#### Working data
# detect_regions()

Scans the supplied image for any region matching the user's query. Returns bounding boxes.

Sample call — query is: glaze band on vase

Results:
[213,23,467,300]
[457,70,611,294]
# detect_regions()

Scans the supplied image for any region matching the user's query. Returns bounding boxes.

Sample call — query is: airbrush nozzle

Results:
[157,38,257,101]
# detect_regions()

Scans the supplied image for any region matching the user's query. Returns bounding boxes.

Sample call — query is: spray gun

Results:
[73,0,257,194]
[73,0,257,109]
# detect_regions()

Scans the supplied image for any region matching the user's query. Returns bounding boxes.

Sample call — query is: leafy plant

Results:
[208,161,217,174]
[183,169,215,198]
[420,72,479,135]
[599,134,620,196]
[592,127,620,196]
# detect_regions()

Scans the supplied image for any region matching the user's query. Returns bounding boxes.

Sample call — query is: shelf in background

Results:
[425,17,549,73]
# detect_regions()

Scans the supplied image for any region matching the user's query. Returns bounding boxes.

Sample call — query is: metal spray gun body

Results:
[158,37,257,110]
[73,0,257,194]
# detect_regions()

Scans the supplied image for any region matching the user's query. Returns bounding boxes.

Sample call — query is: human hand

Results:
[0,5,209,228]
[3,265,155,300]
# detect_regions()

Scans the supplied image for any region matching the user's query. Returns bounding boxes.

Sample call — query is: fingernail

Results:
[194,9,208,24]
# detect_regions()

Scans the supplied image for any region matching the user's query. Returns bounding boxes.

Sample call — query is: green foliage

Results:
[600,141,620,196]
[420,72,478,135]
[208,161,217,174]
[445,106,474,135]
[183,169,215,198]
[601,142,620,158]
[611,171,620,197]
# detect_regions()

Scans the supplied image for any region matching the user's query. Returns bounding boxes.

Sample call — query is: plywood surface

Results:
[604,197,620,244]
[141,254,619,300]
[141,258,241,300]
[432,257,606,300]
########
Answer with one number only, the count of lines in the entries above that hold the string "spray".

2